Learning in the time of the Coronavirus crisis
The workshop for teachers which are usually held in person at the UN in Vienna, has been moved online, due to the COVID-19 measures in Austrian and at the Vienna International Centre. On May 12, 2020, UNIS Vienna, together with the United Nations High Commissioner for Refugees (UNHCR) Austria, and the University College of Teacher Education in Vienna (PH Wien) held the online workshop on Teaching the UN and Sustainable Development, briefing the teachers on different pedagogical methods and tools to engage children with the work of the United Nations and the Sustainable Development Goals (SDGs).
The past few months have been extraordinarily challenging for all teachers. All Austrian schools have been closed since the middle of March and will only gradually re-open in the months of May and June. During this time, teachers have been asked to give children tasks they can cope with at home on their own. In some cases, especially for those in the upper grades, the assignments are accompanied with online teaching. This digital exchange, however, becomes difficult when teaching the younger children. "The majority of my students does not have a digital device on their own, in some families there is no computer available at home," says a primary school teacher from Vienna whose students are between 6 and 10 years old. So this is the challenge for teachers to ensure that critical classroom content is still being delivered to the children.
"It is corona. The children have to stayathome [sic]. There is a big confusion," writes the teacher's second-grade student in his exercise book. For children, it is not easy to understand the abrupt break in their daily routine. So how best to explain COVID-19 to children? Even if the epidemiological background is complex, the young schoolchildren do understand that a virus that started to spread in far-away China, now has an impact on their own lives in Austria. They also grasp that everyone can help to stop the virus from spreading further, through their own behavior. These observations show that on the one hand, people worldwide are strongly interconnected and on the other hand, that we all need to cooperate because every single contribution counts.
To strengthen this insight and build on it, teachers can see themselves as a positive amplifier. The socio-political issues that have arisen from the pandemic can serve as a source of reflection and discussion. "It is not necessarily negative that the content of what is being taught has changed, due to the current situation. As teacher I consider it as part of my job to address the needs of my students in a flexible way and touch upon the current topics in society," says the teacher.

◆ Required work ◆
1. When was the online workshop described in the article on learning during the Coronavirus crisis held?
2. Could you rewrite the part of the article on learning during the Coronavirus crisis starting at "Learning in the" and ending at "Development Goals (SDGs).", with "workshop" replaced by "seminar"?
3. Extend the article on learning during the Coronavirus crisis beyond its final paragraph.

◆ Record extracts ◆

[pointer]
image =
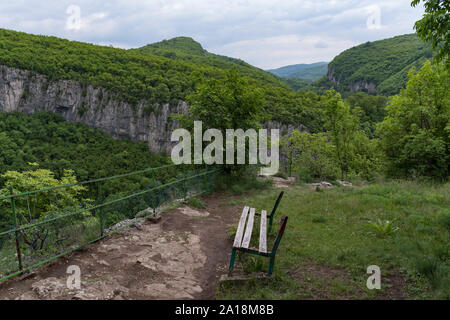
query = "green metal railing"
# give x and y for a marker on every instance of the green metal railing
(29, 242)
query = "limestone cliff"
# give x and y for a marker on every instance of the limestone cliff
(27, 92)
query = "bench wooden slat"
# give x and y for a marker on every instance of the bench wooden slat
(240, 230)
(263, 232)
(249, 229)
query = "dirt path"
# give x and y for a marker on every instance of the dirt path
(181, 257)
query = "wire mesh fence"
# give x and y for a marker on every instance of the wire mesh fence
(48, 223)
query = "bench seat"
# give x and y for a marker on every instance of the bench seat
(245, 230)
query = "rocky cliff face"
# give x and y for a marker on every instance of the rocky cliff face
(27, 92)
(360, 85)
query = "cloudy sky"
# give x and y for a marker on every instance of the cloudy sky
(265, 33)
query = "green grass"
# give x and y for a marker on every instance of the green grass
(329, 243)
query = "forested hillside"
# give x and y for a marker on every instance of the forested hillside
(160, 73)
(45, 138)
(379, 67)
(303, 71)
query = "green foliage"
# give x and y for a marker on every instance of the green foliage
(370, 109)
(302, 71)
(47, 204)
(58, 145)
(385, 63)
(158, 73)
(229, 103)
(296, 83)
(343, 151)
(418, 253)
(195, 202)
(312, 156)
(434, 27)
(383, 228)
(415, 135)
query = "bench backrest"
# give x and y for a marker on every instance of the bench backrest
(280, 233)
(275, 207)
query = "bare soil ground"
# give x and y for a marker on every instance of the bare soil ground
(181, 257)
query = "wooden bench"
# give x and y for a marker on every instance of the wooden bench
(242, 239)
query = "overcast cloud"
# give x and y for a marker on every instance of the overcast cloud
(265, 33)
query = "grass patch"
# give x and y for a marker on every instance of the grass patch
(196, 203)
(408, 240)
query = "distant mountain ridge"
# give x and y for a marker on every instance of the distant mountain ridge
(305, 71)
(378, 67)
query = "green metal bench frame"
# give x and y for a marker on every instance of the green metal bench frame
(242, 240)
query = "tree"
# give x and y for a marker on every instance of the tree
(312, 155)
(435, 27)
(41, 206)
(225, 103)
(342, 126)
(415, 135)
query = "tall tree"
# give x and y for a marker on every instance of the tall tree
(435, 27)
(415, 135)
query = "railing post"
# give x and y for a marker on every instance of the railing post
(100, 210)
(13, 208)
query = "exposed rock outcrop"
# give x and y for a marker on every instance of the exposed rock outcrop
(28, 92)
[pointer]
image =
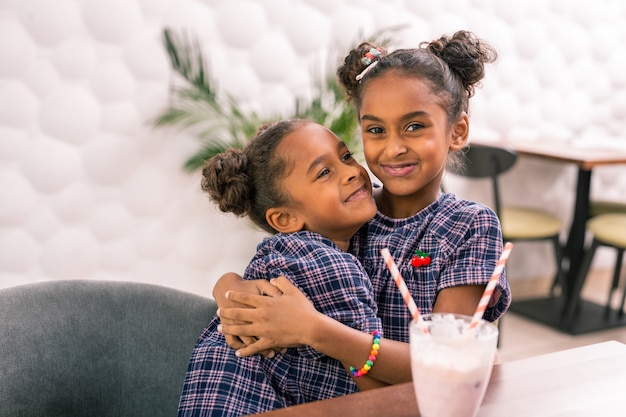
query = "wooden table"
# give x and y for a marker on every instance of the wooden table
(550, 310)
(586, 381)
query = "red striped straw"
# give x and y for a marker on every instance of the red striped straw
(491, 285)
(406, 295)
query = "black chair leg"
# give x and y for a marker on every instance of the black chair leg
(572, 295)
(616, 275)
(558, 277)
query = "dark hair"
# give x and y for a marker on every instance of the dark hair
(451, 65)
(245, 181)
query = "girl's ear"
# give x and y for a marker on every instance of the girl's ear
(284, 220)
(460, 133)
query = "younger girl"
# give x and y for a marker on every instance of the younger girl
(297, 181)
(413, 109)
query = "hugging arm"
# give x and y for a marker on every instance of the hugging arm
(292, 320)
(232, 281)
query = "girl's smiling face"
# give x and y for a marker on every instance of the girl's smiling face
(329, 191)
(406, 140)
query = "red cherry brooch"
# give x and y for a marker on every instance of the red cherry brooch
(420, 259)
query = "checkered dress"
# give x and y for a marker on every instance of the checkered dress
(218, 383)
(464, 241)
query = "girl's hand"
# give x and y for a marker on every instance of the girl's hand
(276, 322)
(230, 281)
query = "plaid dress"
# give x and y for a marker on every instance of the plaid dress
(464, 241)
(218, 383)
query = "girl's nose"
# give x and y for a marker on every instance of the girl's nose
(395, 146)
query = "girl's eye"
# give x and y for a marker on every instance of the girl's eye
(347, 156)
(323, 173)
(375, 130)
(414, 126)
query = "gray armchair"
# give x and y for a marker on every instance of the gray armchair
(96, 348)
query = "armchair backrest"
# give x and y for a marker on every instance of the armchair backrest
(96, 348)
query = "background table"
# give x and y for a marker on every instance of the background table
(586, 381)
(549, 310)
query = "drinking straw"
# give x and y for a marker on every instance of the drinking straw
(491, 285)
(404, 291)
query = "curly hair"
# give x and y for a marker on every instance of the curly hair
(245, 182)
(452, 66)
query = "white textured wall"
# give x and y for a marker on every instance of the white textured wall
(89, 190)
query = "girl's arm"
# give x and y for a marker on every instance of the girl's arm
(291, 320)
(233, 281)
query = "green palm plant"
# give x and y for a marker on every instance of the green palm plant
(218, 120)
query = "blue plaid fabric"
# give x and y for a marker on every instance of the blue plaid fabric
(464, 241)
(218, 383)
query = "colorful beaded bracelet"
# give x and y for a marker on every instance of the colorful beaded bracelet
(370, 359)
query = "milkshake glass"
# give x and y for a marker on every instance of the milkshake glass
(451, 364)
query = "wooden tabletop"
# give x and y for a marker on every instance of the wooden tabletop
(585, 381)
(585, 154)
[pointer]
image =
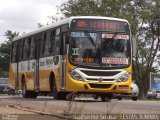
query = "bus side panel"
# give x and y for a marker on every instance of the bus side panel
(12, 74)
(26, 69)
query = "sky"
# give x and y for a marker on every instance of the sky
(23, 15)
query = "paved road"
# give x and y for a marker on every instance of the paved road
(83, 105)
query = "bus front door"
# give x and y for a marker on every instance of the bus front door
(36, 68)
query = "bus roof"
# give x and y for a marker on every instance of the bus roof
(62, 22)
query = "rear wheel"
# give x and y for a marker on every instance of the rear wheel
(119, 98)
(27, 94)
(134, 98)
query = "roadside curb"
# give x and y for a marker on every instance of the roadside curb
(40, 112)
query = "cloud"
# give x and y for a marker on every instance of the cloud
(23, 15)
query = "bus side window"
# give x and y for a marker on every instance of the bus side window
(57, 42)
(21, 49)
(32, 48)
(52, 40)
(14, 52)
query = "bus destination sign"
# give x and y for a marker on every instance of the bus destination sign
(99, 24)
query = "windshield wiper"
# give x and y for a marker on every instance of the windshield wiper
(90, 38)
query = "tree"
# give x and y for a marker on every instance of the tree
(5, 49)
(142, 15)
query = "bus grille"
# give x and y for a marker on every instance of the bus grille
(104, 80)
(100, 73)
(100, 85)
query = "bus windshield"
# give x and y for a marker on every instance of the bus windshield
(99, 49)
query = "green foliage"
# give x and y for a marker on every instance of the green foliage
(5, 49)
(141, 14)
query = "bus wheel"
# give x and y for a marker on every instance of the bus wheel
(119, 98)
(27, 94)
(134, 98)
(71, 96)
(59, 95)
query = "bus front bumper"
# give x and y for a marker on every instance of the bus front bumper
(99, 87)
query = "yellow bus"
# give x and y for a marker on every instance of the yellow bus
(82, 54)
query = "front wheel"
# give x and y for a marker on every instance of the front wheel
(134, 98)
(27, 94)
(106, 97)
(119, 98)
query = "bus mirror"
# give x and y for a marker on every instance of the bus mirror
(67, 39)
(134, 46)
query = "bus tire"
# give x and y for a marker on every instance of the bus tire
(56, 95)
(134, 98)
(25, 93)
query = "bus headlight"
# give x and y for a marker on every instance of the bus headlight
(124, 77)
(76, 76)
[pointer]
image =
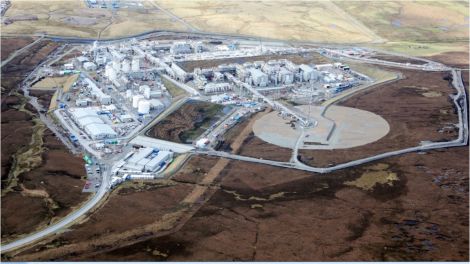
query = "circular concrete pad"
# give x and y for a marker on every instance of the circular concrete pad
(339, 127)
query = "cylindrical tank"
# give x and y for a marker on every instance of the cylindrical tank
(136, 99)
(135, 64)
(126, 66)
(116, 65)
(147, 92)
(144, 107)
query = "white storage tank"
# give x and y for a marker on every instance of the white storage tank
(128, 94)
(126, 66)
(144, 107)
(116, 65)
(136, 99)
(147, 92)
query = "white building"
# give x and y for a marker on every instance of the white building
(179, 73)
(258, 77)
(180, 48)
(88, 120)
(95, 91)
(161, 159)
(156, 104)
(307, 72)
(285, 76)
(89, 66)
(217, 88)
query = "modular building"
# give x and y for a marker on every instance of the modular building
(102, 97)
(180, 48)
(163, 157)
(258, 77)
(89, 66)
(88, 120)
(217, 88)
(307, 72)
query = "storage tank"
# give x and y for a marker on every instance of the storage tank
(116, 65)
(135, 64)
(126, 66)
(144, 107)
(128, 93)
(136, 99)
(147, 92)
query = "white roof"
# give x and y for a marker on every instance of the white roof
(161, 156)
(100, 129)
(78, 113)
(82, 59)
(156, 103)
(95, 90)
(89, 63)
(255, 73)
(90, 120)
(143, 153)
(305, 68)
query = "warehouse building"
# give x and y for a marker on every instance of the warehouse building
(211, 88)
(148, 160)
(95, 91)
(88, 120)
(258, 77)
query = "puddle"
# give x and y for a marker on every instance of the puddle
(432, 94)
(376, 174)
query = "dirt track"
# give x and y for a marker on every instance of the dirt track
(277, 214)
(186, 123)
(417, 109)
(33, 161)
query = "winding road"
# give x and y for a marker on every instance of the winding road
(460, 101)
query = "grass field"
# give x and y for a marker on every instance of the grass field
(413, 21)
(79, 21)
(300, 20)
(421, 28)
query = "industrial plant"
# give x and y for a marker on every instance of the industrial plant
(121, 89)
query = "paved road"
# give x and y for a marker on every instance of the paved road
(306, 121)
(64, 222)
(431, 66)
(189, 26)
(459, 100)
(462, 140)
(17, 52)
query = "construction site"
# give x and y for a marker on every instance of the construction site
(175, 112)
(106, 95)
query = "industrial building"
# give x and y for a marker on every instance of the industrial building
(96, 92)
(148, 160)
(217, 88)
(89, 66)
(88, 120)
(181, 48)
(258, 77)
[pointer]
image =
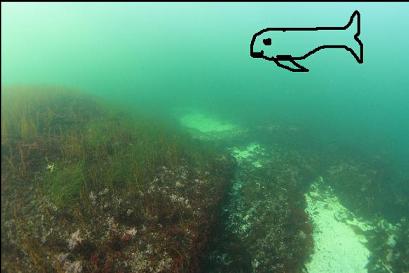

◆ Per-task outputs ◆
1. May 12, 2020.

2.
Learning in the time of the Coronavirus crisis
The seminar for teachers which are usually held in person at the UN in Vienna, has been moved online, due to the COVID-19 measures in Austrian and at the Vienna International Centre. On May 12, 2020, UNIS Vienna, together with the United Nations High Commissioner for Refugees (UNHCR) Austria, and the University College of Teacher Education in Vienna (PH Wien) held the online seminar on Teaching the UN and Sustainable Development, briefing the teachers on different pedagogical methods and tools to engage children with the work of the United Nations and the Sustainable Development Goals (SDGs).

3.
To do so, she asked the children to draw the world as they would wish it to be and think about their own sense of responsibility for the future of our world. Her students drew happy animals in a healthy environment, beautiful landscapes, people walking hand in hand as well as recycling bins and robots that fight against evil forces to save the planet. In the children's artwork, many of the 17 Sustainable Development Goals (SDGs), such as Climate Action, Life on Land and Partnerships for the Goals, were reflected.
To learn more about the SDGs, they also played the board-game called 'Go Goals!, developed by the United Nations Regional Information Centre (UNRIC) in Brussels. The goal of the game is to correctly answer as many questions as possible about the goals, encouraging children to become responsible world citizens. The game is available for free and can be downloaded at https://go-goals.org. More teaching resources are available here.
Another way for the children to reflect on the future of our world is through taking part in the global conversation, launched by the United Nations to mark its 75th anniversary in 2020. Everyone is encouraged to take part in a one-minute online survey or in an online dialogue to share their thoughts on questions such as: What kind of future do we want to create? Are we on track? What action is needed to bridge the gap? The survey is available in more than 50 languages. There is more information on the online dialogues and how to submit the outcome can be found on www.un.org/un75. All submissions will be gathered and presented to world leaders and senior UN officials at the official commemoration of the 75th Anniversary by the UN General Assembly in September 2020. You can find more information here.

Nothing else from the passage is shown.